▸ **Extrait du texte**

§

Cependant, le très jeune président a été élu sur le thème du changement, certes dans la continuité, mais parce qu’il incarne un appel au renouveau. Sa mission historique est à première vue de dépoussiérer un système et un pays dont déjà en 1958 le général de Gaulle avait eu pour but, et avec quelle instance dans l’appel à le faire, d’activer la relance et d’aiguillonner la transformation. « Sous peine de devenir un peuple périmé et dédaigné, il nous faut, dans les domaines scientifique, économique, social, évoluer rapidement. D’ailleurs à cet impératif répondent le goût du progrès et la passion des réussites techniques qui se font jour parmi les Français et, d’abord, dans notre jeunesse. Il y a là des faits qui dominent notre existence nationale et doivent, par conséquent, commander nos institutions », avait été la phrase pivot du discours du 4 septembre 1958 par lequel il fondait la nécessité d’instituer une nouvelle République.
Or, par-delà l’empois qui a depuis 1965 imperceptiblement, puis de manière voyante de 1969 à 1974, encroûté ce que ce constat appelait de propension au changement, et que Giscard semble invité à décaper un peu, cette phrase du 4 septembre 1958 reste intacte de vérité seize ans plus tard. Elle décrit même une situation devenue beaucoup plus manifeste, en dépit des immenses progrès accomplis par et dans le pays à tous égards depuis 1958. La France de 1958 ressemblait beaucoup plus à celle de 1942, seize ans plus tôt, que celle de 1974 ne rappelle seize ans plus tard celle de 1958, c’est manifeste.
Pourtant, l’urgence d’évoluer est encore plus instante en 1974 que seize ans plus tôt, car ce qui s’est mis en mouvement entre-temps, c’est le monde. On peut considérer que, jusqu’aux accords de Paris mettant fin à la guerre du Vietnam en 1973, s’est continuée la série des ricochets de la Seconde Guerre mondiale, prolongée par la guerre froide, à la manière dont une pierre lancée au ras de l’eau finit par s’y noyer au terme d’un certain nombre de rebonds de plus en plus faibles. Mais il faut voir aussi que, depuis la fin de la reconstruction, au plus tard vers les années 1955-1960, une immense transformation planétaire s’est amorcée, qui prendra un demi-siècle plus tard le nom de mondialisation . Pour l’instant, elle n’a revêtu que les formes superficielles, encore empruntées à l’ancien monde, des indépendances, du mouvement de Bandung en 1955, de l’essor encore timide des dragons asiatiques emmenés par le Japon. Même en Occident, qui demeure de loin la seule partie du monde véritablement moderne, le cadre de l’existence reste empreint des formes d’autrefois – comme le buffet de Rimbaud, « dedans, c’est tout plein de vieilles vieilleries ». Mais, dans un monde où le pétrole et l’électricité achèvent de supplanter le charbon, où la chimie propage le plastique partout, où les échanges s’intensifient surtout entre pays développés, où les idées circulent plus vite et s’enrichissent d’images grâce à la télévision qui se répand, c’est un mouvement de fond bien plus puissant qui couve et va éclore. Tout se passe comme si une lune invisible soulevait une immense marée océanique en train de recouvrir tous les estrans connus. Cette lune, c’est ce qu’on appellera au siècle suivant la globalisation, enfin apparue à nos regards au firmament du XXI e  siècle pour ce qu’elle est depuis des décennies, à savoir LA force qui anime le monde pris comme un seul et unique système dans lequel toutes les autres entéléchies sont irréversiblement prises – États, entreprises, familles, individus.

§

[Lignes d’un jeu de données]
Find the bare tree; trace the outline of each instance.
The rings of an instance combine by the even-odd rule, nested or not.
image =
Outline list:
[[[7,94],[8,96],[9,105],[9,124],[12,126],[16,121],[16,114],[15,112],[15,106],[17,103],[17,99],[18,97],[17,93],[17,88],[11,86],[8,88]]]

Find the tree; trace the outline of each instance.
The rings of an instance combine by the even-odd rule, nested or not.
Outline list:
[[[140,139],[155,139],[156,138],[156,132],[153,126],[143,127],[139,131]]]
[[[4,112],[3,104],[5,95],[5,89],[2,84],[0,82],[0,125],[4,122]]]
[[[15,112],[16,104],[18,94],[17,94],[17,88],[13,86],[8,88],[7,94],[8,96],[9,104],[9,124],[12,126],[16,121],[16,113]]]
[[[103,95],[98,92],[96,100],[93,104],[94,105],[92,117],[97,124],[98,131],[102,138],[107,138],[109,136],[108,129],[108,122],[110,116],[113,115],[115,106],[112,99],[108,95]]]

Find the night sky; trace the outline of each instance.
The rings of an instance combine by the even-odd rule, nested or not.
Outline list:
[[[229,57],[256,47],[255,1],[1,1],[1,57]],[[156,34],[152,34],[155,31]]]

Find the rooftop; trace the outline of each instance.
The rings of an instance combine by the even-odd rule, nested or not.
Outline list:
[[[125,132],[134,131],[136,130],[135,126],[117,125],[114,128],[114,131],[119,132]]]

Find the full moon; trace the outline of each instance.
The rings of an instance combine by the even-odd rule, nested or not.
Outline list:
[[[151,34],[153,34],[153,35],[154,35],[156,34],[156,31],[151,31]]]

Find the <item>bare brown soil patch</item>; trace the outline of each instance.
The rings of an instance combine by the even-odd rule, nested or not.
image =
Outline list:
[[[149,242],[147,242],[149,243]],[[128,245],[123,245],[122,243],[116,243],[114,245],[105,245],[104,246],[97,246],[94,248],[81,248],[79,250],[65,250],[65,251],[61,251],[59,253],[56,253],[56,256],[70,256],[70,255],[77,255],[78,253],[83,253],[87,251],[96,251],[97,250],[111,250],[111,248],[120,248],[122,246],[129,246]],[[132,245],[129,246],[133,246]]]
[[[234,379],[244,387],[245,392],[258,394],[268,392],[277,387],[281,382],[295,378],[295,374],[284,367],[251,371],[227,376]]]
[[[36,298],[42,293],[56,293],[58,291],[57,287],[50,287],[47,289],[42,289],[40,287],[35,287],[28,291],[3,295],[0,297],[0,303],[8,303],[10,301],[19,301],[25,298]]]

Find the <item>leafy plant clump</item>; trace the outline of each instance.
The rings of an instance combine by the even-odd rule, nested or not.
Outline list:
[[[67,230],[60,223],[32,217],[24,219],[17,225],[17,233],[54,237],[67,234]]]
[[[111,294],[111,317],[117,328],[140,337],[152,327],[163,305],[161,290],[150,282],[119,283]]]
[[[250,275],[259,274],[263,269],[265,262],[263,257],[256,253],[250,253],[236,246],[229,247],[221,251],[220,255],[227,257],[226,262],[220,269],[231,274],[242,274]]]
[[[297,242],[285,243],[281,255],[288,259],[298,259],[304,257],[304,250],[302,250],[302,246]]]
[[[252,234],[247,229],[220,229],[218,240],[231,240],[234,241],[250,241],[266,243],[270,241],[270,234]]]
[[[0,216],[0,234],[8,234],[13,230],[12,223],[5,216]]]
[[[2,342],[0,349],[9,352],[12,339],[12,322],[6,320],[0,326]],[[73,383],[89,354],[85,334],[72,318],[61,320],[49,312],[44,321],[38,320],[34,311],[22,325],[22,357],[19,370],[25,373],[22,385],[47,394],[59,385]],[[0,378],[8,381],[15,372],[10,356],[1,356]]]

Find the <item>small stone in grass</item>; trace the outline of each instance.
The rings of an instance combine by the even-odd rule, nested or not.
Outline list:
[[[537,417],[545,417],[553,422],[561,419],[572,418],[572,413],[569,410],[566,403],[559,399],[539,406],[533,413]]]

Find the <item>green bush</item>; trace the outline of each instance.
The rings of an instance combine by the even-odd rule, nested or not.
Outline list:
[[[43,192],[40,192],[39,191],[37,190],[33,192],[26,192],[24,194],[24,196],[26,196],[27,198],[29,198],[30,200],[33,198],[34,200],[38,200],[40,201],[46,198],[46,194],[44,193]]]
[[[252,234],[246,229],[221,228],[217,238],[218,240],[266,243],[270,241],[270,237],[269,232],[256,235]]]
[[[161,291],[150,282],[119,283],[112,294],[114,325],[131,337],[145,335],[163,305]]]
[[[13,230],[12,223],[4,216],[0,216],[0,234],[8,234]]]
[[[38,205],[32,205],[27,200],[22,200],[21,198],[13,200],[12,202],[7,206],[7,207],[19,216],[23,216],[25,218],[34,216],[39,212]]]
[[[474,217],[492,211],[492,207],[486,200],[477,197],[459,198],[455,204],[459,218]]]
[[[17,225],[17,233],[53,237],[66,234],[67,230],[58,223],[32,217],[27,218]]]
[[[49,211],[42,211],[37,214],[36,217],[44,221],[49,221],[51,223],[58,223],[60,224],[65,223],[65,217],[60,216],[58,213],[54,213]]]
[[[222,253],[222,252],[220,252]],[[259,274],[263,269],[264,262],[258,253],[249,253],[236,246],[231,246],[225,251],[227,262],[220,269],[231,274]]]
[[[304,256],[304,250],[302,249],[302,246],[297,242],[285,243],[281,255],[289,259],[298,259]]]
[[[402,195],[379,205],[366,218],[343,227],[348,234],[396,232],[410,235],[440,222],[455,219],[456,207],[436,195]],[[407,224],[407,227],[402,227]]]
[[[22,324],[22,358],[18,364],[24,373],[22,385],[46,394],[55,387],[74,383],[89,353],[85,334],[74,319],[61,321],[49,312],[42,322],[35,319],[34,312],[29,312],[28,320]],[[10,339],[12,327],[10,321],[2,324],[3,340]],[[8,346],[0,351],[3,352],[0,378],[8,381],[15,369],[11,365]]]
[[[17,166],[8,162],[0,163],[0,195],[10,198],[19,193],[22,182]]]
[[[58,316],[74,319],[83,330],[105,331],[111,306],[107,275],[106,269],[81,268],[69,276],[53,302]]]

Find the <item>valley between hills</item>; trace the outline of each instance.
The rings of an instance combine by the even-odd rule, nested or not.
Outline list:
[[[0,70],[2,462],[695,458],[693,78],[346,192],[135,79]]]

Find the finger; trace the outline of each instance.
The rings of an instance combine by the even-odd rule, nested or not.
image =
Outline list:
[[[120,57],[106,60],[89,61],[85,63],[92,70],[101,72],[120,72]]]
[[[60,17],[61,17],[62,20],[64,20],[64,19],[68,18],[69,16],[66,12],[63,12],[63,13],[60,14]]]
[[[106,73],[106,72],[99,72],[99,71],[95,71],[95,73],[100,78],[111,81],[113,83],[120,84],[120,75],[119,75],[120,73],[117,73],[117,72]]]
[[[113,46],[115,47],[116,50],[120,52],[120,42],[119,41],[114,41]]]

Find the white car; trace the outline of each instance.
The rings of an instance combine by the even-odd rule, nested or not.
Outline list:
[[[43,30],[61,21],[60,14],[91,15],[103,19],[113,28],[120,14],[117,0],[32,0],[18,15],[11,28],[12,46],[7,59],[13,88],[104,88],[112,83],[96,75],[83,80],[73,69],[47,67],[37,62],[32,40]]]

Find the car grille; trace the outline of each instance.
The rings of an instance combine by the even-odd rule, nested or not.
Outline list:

§

▸ **Exercice proposé 1**
Pouvez-vous recopier mot pour mot le passage du texte sur la France de 1974 compris entre « Or, par-delà l’empois » et « 1958, c’est manifeste. », bornes incluses ?
▸ **Exercice proposé 2**
Pouvez-vous réécrire sous forme de liste numérotée, sans les lignes vides, les lignes du listing situées entre celle qui contient « Find the <item>valley » et celle qui contient « [[[0,70],[2,462],[695,458],[693,78],[346,192],[135,79]]] », toutes deux incluses ?

▸ **Résultat obtenu 1**
Or, par-delà l’empois qui a depuis 1965 imperceptiblement, puis de manière voyante de 1969 à 1974, encroûté ce que ce constat appelait de propension au changement, et que Giscard semble invité à décaper un peu, cette phrase du 4 septembre 1958 reste intacte de vérité seize ans plus tard. Elle décrit même une situation devenue beaucoup plus manifeste, en dépit des immenses progrès accomplis par et dans le pays à tous égards depuis 1958. La France de 1958 ressemblait beaucoup plus à celle de 1942, seize ans plus tôt, que celle de 1974 ne rappelle seize ans plus tard celle de 1958, c’est manifeste.

▸ **Résultat obtenu 2**
1. Find the <item>valley between hills</item>; trace the outline of each instance.
2. The rings of an instance combine by the even-odd rule, nested or not.
3. Outline list:
4. [[[0,70],[2,462],[695,458],[693,78],[346,192],[135,79]]]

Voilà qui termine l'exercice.